> Problem details: Everything in the listing below needs to be returned word for word.

> Provided material:

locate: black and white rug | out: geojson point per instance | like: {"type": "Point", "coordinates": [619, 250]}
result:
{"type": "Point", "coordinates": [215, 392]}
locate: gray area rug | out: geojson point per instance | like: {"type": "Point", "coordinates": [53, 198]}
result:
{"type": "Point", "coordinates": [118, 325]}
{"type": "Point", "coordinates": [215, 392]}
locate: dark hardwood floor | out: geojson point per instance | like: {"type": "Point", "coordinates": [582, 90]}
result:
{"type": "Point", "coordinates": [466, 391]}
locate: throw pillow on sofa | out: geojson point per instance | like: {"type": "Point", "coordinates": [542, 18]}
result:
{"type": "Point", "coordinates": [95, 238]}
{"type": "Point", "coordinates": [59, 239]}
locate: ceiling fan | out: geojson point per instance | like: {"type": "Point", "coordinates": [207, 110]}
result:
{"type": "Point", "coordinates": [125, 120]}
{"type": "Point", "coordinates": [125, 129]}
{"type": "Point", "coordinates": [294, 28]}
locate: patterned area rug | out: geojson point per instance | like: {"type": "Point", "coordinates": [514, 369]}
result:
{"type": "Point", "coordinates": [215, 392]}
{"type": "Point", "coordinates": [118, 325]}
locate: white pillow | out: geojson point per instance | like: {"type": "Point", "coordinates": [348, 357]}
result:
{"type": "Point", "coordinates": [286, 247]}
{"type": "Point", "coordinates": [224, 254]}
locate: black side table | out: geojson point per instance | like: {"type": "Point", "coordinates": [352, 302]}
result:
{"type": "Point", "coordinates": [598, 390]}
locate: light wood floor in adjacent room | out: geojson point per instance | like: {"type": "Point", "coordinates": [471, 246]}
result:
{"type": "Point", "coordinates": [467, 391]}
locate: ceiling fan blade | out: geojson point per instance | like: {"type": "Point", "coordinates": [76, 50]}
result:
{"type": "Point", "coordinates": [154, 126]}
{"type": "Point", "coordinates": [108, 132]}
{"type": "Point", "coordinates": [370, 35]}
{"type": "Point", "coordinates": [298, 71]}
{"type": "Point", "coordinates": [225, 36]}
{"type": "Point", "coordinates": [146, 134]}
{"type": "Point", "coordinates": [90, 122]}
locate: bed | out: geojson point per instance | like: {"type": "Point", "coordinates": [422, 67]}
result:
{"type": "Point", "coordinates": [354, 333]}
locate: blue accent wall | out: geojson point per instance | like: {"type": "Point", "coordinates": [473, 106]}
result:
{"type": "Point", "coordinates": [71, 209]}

> Your solution:
locate: black and white rug | out: geojson point per instance | like: {"type": "Point", "coordinates": [619, 250]}
result:
{"type": "Point", "coordinates": [215, 392]}
locate: gray area rug | out: geojson point per instance | like: {"type": "Point", "coordinates": [53, 198]}
result:
{"type": "Point", "coordinates": [118, 325]}
{"type": "Point", "coordinates": [215, 392]}
locate: dark hardwood floor | out: geojson point per instance | like: {"type": "Point", "coordinates": [582, 90]}
result:
{"type": "Point", "coordinates": [466, 391]}
locate: throw pillow on sofa | out: geojson point per instance | like: {"type": "Point", "coordinates": [542, 18]}
result:
{"type": "Point", "coordinates": [95, 238]}
{"type": "Point", "coordinates": [59, 239]}
locate: ceiling fan | out: geojson point per instance | like: {"type": "Point", "coordinates": [207, 110]}
result:
{"type": "Point", "coordinates": [125, 120]}
{"type": "Point", "coordinates": [125, 129]}
{"type": "Point", "coordinates": [294, 28]}
locate: patterned area rug | out: geojson point per instance | like: {"type": "Point", "coordinates": [514, 369]}
result:
{"type": "Point", "coordinates": [215, 392]}
{"type": "Point", "coordinates": [118, 325]}
locate: white pillow | out: geojson point per instance | like: {"type": "Point", "coordinates": [348, 357]}
result:
{"type": "Point", "coordinates": [286, 247]}
{"type": "Point", "coordinates": [224, 254]}
locate: black side table | out: geojson point per instance | like: {"type": "Point", "coordinates": [352, 302]}
result:
{"type": "Point", "coordinates": [598, 390]}
locate: light wood floor in adjacent room | out: geojson point per instance | like: {"type": "Point", "coordinates": [471, 246]}
result:
{"type": "Point", "coordinates": [467, 391]}
locate: ceiling fan blade | out: geojson point per instance | like: {"type": "Point", "coordinates": [76, 50]}
result:
{"type": "Point", "coordinates": [154, 126]}
{"type": "Point", "coordinates": [108, 132]}
{"type": "Point", "coordinates": [370, 35]}
{"type": "Point", "coordinates": [298, 71]}
{"type": "Point", "coordinates": [225, 36]}
{"type": "Point", "coordinates": [146, 134]}
{"type": "Point", "coordinates": [90, 122]}
locate: bed | out: geojson point per instance | like: {"type": "Point", "coordinates": [422, 67]}
result:
{"type": "Point", "coordinates": [354, 333]}
locate: blue accent wall | out: geojson point per instance | like: {"type": "Point", "coordinates": [473, 106]}
result:
{"type": "Point", "coordinates": [71, 209]}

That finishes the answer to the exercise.